[Extracted records]
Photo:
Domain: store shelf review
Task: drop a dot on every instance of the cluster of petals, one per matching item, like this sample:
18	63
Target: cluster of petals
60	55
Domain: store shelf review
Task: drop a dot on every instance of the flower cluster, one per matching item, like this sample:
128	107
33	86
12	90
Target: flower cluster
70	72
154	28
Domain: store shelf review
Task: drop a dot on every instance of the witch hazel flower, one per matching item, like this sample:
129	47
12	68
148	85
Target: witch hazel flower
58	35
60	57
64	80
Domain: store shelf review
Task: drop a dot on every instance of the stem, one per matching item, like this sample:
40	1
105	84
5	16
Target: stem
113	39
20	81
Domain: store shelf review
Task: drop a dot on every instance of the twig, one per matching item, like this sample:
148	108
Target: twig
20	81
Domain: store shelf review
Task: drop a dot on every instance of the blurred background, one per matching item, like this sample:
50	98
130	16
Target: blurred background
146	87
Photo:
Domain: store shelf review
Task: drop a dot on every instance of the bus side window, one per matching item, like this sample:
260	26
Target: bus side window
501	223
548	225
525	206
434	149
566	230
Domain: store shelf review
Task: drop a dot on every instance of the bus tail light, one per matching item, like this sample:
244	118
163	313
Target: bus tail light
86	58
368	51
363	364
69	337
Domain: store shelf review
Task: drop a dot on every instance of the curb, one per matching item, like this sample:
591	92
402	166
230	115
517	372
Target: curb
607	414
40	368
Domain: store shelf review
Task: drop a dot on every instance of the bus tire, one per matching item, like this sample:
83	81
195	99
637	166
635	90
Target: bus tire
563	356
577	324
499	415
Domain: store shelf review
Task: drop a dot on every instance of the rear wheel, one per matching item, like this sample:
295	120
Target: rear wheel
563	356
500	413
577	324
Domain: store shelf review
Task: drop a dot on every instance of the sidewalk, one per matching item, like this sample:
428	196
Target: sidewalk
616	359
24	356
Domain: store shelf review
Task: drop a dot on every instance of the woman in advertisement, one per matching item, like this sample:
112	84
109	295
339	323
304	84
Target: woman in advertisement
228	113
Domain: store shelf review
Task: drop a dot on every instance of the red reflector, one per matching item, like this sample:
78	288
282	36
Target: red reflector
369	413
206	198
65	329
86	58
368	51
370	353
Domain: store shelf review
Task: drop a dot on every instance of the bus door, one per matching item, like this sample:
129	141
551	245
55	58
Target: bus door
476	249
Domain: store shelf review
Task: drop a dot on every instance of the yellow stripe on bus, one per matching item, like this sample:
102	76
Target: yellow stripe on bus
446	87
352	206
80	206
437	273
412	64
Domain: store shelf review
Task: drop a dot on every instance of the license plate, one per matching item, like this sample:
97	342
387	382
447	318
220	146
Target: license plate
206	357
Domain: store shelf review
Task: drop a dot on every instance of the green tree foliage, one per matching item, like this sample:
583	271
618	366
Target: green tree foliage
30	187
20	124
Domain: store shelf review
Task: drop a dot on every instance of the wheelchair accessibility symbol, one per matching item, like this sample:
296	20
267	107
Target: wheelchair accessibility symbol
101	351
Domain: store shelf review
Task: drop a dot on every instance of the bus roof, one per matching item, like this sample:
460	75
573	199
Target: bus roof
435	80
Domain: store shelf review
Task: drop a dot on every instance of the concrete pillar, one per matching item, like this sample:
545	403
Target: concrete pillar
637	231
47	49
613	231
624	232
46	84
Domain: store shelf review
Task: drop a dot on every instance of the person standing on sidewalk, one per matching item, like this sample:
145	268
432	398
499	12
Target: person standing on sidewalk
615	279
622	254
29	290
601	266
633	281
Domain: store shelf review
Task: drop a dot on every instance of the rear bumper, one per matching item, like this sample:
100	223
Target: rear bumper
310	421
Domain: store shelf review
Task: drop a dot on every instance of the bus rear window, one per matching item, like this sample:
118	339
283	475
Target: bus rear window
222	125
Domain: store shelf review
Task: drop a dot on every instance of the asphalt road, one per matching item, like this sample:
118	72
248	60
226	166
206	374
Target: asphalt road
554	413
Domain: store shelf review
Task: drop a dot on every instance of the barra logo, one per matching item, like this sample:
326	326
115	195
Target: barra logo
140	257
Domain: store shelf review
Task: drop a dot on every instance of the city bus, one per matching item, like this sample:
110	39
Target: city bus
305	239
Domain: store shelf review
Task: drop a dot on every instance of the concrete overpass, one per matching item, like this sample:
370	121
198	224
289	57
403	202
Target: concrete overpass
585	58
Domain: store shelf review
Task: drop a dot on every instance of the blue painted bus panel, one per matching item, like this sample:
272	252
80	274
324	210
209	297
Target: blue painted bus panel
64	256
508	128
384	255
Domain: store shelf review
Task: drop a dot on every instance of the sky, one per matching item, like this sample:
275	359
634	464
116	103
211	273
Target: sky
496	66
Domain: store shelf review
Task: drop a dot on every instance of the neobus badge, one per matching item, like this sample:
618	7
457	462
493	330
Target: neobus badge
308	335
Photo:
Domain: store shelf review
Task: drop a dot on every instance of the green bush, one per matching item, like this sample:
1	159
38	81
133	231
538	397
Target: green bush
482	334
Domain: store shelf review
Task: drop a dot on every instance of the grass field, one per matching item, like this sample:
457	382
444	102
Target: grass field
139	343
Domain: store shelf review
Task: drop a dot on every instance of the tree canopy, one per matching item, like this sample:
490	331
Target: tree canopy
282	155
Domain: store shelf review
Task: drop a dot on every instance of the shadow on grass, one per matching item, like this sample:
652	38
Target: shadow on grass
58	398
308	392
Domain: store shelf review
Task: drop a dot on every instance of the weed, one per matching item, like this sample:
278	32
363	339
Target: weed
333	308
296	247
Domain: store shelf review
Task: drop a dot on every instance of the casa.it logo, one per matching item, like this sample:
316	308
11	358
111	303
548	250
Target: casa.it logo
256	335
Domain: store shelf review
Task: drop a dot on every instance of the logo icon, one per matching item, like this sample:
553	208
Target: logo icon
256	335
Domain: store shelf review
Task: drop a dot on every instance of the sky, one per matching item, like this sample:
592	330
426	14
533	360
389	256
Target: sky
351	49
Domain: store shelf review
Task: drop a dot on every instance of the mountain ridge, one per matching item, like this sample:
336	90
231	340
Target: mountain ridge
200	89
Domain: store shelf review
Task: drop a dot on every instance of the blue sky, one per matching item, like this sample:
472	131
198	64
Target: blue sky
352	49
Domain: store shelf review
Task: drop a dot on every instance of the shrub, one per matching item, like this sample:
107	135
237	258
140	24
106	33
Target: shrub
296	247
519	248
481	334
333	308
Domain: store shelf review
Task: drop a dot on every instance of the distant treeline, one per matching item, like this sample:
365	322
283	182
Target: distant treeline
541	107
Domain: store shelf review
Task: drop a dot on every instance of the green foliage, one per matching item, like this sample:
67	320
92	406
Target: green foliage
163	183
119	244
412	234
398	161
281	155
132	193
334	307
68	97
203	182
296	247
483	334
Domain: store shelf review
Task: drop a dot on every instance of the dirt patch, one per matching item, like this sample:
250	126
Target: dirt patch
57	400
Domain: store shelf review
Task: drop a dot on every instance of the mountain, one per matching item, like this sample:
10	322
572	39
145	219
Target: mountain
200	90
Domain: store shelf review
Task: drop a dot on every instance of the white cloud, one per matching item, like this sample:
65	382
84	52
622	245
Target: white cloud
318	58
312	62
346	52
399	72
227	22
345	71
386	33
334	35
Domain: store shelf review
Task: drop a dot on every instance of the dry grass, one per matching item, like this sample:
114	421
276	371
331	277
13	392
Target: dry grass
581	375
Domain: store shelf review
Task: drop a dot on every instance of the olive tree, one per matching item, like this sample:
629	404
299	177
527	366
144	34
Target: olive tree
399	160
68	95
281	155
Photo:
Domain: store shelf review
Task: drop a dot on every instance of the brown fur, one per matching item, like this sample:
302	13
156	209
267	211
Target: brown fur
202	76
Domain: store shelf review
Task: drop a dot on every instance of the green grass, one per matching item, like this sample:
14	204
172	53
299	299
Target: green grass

● The problem: Set down, exactly and only, the lines running from the one holding "Target: dirt patch" through the end of the records above, both ends included.

● Task solution:
Target: dirt patch
57	400
Domain: store shelf review
Task: drop a dot on every instance of the mountain, one per matching item, like this sample:
10	322
572	39
145	219
Target: mountain
200	90
Domain: store shelf review
Task: drop a dot on every instance of the white cloud, one per matching item, like this sample:
65	382
84	52
622	245
Target: white cloud
318	58
312	62
346	52
399	72
227	22
345	71
386	33
334	35
Domain: store shelf review
Task: drop a dot on every instance of the dry grass, one per matching item, like this sample:
114	421
276	371
331	277
13	392
Target: dry grass
581	375
Domain: store shelf review
Task: drop a dot on every instance of the olive tree, one per matching item, like this sample:
629	404
299	177
527	366
144	34
Target: olive tree
399	160
68	95
281	155
Photo:
Domain: store shelf review
Task: drop a dot on every instance of the brown fur, one per matching item, like this sample:
302	13
156	209
267	211
Target: brown fur
202	76
Domain: store shelf review
Task: drop a dot on every instance of the green grass, one per matching item, like this sample:
14	204
172	53
299	299
Target: green grass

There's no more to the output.